▶ _Problem statement_
Rewrite all the lines below as a Markdown table with the columns Row and Line text. Give each line its own numbered row, and leave out any blank lines.

▶ _Data extract_
* * *

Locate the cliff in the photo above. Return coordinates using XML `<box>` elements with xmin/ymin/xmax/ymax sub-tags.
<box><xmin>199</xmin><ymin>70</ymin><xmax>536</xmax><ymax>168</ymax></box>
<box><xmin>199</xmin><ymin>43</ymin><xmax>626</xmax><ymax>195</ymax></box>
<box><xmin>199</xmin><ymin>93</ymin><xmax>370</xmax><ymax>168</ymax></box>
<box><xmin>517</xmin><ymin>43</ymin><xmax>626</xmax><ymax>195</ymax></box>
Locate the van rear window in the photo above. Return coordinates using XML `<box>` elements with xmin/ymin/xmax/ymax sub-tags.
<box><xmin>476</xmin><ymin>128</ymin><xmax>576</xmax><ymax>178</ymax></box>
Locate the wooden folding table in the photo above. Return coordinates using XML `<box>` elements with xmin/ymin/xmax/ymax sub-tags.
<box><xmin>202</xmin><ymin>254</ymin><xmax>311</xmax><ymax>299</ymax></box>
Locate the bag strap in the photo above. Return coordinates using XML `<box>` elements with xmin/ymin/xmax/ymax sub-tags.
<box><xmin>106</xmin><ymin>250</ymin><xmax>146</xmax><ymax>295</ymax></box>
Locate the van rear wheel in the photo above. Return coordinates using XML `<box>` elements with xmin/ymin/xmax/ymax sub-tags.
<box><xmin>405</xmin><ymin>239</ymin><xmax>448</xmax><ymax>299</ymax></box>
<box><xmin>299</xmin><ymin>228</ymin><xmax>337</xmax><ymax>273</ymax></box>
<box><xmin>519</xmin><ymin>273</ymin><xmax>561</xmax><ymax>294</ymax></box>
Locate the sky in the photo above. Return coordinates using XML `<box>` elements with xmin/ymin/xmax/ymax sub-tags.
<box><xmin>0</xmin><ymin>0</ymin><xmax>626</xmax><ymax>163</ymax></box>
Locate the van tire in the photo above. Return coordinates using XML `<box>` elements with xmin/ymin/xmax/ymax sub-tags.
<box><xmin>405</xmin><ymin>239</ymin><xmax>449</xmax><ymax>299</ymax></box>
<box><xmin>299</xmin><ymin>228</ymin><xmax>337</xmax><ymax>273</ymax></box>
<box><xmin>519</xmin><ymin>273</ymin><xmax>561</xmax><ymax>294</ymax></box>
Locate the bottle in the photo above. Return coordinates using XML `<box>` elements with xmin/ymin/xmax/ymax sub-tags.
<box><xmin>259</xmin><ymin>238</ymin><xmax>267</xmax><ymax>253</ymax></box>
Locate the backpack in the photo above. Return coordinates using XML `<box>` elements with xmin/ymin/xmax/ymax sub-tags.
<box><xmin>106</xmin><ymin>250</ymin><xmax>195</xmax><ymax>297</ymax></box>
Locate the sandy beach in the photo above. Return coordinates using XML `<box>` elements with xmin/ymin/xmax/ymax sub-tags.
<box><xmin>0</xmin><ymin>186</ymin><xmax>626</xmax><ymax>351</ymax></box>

* * *

▶ _Answer_
| Row | Line text |
|---|---|
| 1 | Locate the cliff in the photo above. Return coordinates using XML `<box>` elements with xmin/ymin/xmax/ymax sub-tags. |
| 2 | <box><xmin>199</xmin><ymin>70</ymin><xmax>536</xmax><ymax>168</ymax></box> |
| 3 | <box><xmin>199</xmin><ymin>43</ymin><xmax>626</xmax><ymax>195</ymax></box> |
| 4 | <box><xmin>199</xmin><ymin>93</ymin><xmax>370</xmax><ymax>168</ymax></box> |
| 5 | <box><xmin>517</xmin><ymin>43</ymin><xmax>626</xmax><ymax>195</ymax></box> |
| 6 | Locate the van rear window in the photo above. Return coordinates using XML `<box>` elements with xmin/ymin/xmax/ymax sub-tags. |
| 7 | <box><xmin>476</xmin><ymin>128</ymin><xmax>576</xmax><ymax>178</ymax></box> |
| 8 | Locate the wooden folding table in the photo above. Return coordinates using XML `<box>` elements with xmin/ymin/xmax/ymax sub-tags. |
| 9 | <box><xmin>202</xmin><ymin>254</ymin><xmax>311</xmax><ymax>299</ymax></box> |
| 10 | Locate the bag strap in the photo above. Return coordinates using XML `<box>` elements with xmin/ymin/xmax/ymax sub-tags. |
| 11 | <box><xmin>106</xmin><ymin>250</ymin><xmax>146</xmax><ymax>295</ymax></box> |
| 12 | Locate the van rear wheel in the photo above. Return coordinates using XML `<box>` elements with xmin/ymin/xmax/ymax sub-tags. |
| 13 | <box><xmin>405</xmin><ymin>239</ymin><xmax>448</xmax><ymax>299</ymax></box> |
| 14 | <box><xmin>299</xmin><ymin>228</ymin><xmax>337</xmax><ymax>273</ymax></box> |
| 15 | <box><xmin>519</xmin><ymin>273</ymin><xmax>561</xmax><ymax>294</ymax></box> |
| 16 | Locate the sky in the photo above. Return coordinates using XML `<box>` elements with xmin/ymin/xmax/ymax sub-tags. |
| 17 | <box><xmin>0</xmin><ymin>0</ymin><xmax>626</xmax><ymax>163</ymax></box> |
| 18 | Locate the van tire in the photo above. Return coordinates using XML `<box>` elements with xmin/ymin/xmax/ymax sub-tags. |
| 19 | <box><xmin>405</xmin><ymin>239</ymin><xmax>449</xmax><ymax>299</ymax></box> |
| 20 | <box><xmin>299</xmin><ymin>228</ymin><xmax>337</xmax><ymax>273</ymax></box> |
| 21 | <box><xmin>519</xmin><ymin>273</ymin><xmax>561</xmax><ymax>294</ymax></box> |
| 22 | Locate the bottle in the photo above. Return coordinates using XML `<box>` elements with xmin/ymin/xmax/ymax sub-tags. |
| 23 | <box><xmin>259</xmin><ymin>238</ymin><xmax>267</xmax><ymax>253</ymax></box> |
| 24 | Locate the backpack in the photo above. Return coordinates using XML `<box>` elements with xmin/ymin/xmax/ymax sub-tags. |
| 25 | <box><xmin>106</xmin><ymin>250</ymin><xmax>195</xmax><ymax>297</ymax></box> |
| 26 | Locate the sandy beach in the photo above. Return coordinates using XML `<box>` elements with xmin/ymin/xmax/ymax sub-tags. |
| 27 | <box><xmin>0</xmin><ymin>186</ymin><xmax>626</xmax><ymax>351</ymax></box> |